ENTRIES SHOWN =>
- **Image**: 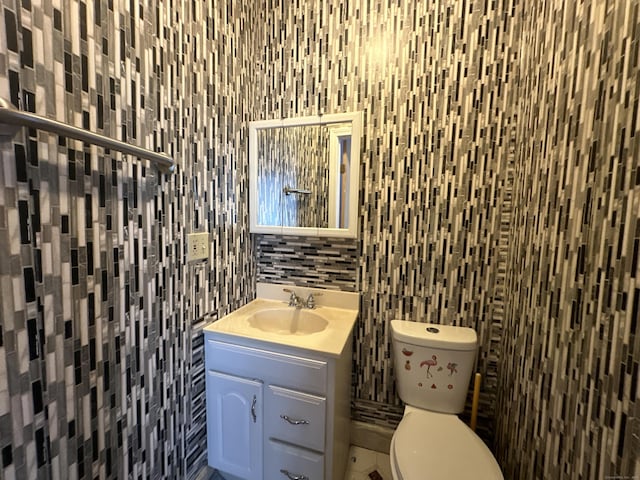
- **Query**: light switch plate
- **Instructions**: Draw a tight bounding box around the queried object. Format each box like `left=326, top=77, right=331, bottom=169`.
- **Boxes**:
left=187, top=232, right=209, bottom=262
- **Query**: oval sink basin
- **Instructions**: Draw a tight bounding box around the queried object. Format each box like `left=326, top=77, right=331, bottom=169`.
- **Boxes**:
left=248, top=308, right=328, bottom=335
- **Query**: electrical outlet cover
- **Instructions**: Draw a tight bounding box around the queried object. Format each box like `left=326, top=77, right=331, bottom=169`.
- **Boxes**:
left=187, top=232, right=209, bottom=262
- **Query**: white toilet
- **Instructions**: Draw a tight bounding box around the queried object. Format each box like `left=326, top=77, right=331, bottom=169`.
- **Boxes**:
left=390, top=320, right=504, bottom=480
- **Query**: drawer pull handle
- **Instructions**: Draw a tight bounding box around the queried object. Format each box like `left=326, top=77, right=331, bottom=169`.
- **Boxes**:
left=251, top=395, right=258, bottom=423
left=280, top=415, right=309, bottom=425
left=280, top=468, right=309, bottom=480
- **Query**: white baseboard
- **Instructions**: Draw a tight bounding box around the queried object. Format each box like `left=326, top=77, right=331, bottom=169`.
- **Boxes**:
left=351, top=420, right=394, bottom=454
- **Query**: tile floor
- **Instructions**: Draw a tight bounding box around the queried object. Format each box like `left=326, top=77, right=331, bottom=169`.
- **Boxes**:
left=197, top=445, right=392, bottom=480
left=344, top=445, right=392, bottom=480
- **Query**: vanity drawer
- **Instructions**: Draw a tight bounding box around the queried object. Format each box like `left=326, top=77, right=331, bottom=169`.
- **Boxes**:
left=264, top=440, right=324, bottom=480
left=264, top=385, right=326, bottom=452
left=205, top=339, right=327, bottom=394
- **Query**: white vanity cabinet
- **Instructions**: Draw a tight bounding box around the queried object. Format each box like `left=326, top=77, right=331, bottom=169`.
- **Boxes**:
left=205, top=330, right=351, bottom=480
left=205, top=370, right=262, bottom=480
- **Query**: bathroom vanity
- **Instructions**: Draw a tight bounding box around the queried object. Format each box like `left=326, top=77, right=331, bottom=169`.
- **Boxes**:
left=204, top=284, right=358, bottom=480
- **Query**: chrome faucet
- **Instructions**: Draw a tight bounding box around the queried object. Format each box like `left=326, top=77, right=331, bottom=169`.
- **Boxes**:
left=283, top=288, right=302, bottom=308
left=282, top=288, right=322, bottom=309
left=305, top=293, right=316, bottom=309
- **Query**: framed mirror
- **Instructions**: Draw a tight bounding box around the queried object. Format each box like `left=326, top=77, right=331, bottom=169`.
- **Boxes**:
left=249, top=112, right=362, bottom=238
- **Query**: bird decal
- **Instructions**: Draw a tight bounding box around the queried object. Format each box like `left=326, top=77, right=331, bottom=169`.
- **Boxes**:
left=420, top=355, right=438, bottom=378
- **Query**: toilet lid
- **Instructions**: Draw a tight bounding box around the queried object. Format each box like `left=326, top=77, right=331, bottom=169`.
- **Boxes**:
left=392, top=411, right=504, bottom=480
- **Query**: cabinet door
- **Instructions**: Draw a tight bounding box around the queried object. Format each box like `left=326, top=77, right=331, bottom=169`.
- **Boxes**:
left=206, top=370, right=263, bottom=480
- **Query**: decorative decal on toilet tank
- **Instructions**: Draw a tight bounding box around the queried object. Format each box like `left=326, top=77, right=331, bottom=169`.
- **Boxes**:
left=420, top=355, right=438, bottom=378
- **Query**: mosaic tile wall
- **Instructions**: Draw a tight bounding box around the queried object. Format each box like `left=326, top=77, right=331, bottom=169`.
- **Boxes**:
left=497, top=0, right=640, bottom=479
left=255, top=0, right=640, bottom=478
left=0, top=0, right=254, bottom=480
left=253, top=0, right=518, bottom=441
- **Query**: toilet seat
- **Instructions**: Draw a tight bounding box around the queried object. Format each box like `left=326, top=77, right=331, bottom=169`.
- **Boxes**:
left=390, top=408, right=504, bottom=480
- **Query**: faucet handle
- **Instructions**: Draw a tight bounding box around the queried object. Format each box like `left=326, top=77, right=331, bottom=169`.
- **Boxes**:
left=282, top=288, right=300, bottom=307
left=305, top=293, right=322, bottom=308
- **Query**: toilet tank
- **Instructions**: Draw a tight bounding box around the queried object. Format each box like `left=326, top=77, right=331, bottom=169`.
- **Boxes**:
left=391, top=320, right=478, bottom=413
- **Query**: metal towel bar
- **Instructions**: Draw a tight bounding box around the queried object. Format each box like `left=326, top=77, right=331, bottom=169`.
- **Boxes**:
left=282, top=185, right=311, bottom=195
left=0, top=98, right=174, bottom=172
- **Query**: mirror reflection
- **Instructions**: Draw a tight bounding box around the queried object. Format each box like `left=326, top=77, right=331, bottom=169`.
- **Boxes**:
left=257, top=122, right=351, bottom=228
left=249, top=112, right=362, bottom=238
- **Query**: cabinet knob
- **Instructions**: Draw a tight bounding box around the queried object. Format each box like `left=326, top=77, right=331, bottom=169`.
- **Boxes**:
left=280, top=415, right=309, bottom=425
left=280, top=468, right=309, bottom=480
left=251, top=395, right=258, bottom=423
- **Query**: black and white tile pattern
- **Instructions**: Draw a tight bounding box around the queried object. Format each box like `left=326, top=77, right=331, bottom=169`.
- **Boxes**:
left=0, top=0, right=640, bottom=480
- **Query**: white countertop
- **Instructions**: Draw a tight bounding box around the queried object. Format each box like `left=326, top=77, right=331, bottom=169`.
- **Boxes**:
left=204, top=298, right=358, bottom=357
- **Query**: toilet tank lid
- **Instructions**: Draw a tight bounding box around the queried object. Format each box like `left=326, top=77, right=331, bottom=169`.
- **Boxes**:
left=391, top=320, right=478, bottom=351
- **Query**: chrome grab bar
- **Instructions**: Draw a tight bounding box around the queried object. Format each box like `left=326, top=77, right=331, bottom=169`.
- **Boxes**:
left=0, top=98, right=175, bottom=172
left=280, top=415, right=309, bottom=425
left=282, top=185, right=311, bottom=195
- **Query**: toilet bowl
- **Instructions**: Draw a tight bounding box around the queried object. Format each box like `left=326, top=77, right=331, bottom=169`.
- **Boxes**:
left=390, top=406, right=503, bottom=480
left=389, top=320, right=504, bottom=480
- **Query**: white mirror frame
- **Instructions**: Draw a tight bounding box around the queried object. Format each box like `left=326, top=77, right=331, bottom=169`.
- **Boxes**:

THE REQUEST => Copy the stretch of the listing from the line containing "- **Query**: toilet tank lid" through the end of the listing, keeping every line, and shift each box coordinate given as an answer up by 59. Leave the coordinates in the format sample unchanged.

TASK RESPONSE =>
- **Query**: toilet tank lid
- **Instructions**: Draw a tight bounding box around the queried object. Format each box like `left=326, top=77, right=331, bottom=169`.
- **Boxes**:
left=450, top=379, right=537, bottom=410
- **Query**: chrome grab bar
- **Instructions**: Draw a tight bounding box around the queried object. Format each box like `left=326, top=77, right=331, bottom=169`.
- **Boxes**:
left=59, top=157, right=234, bottom=231
left=339, top=474, right=368, bottom=484
left=341, top=244, right=370, bottom=254
- **Query**: toilet bowl
- **Instructions**: Draw a tight bounding box around the queried object. Format each box like `left=326, top=77, right=331, bottom=169`.
- **Boxes**:
left=449, top=465, right=562, bottom=539
left=448, top=379, right=563, bottom=539
- **Query**: white mirror frame
- **Instructions**: Draw a tight bounding box around the queried object. Format each box like `left=326, top=77, right=331, bottom=169`.
- **Boxes**:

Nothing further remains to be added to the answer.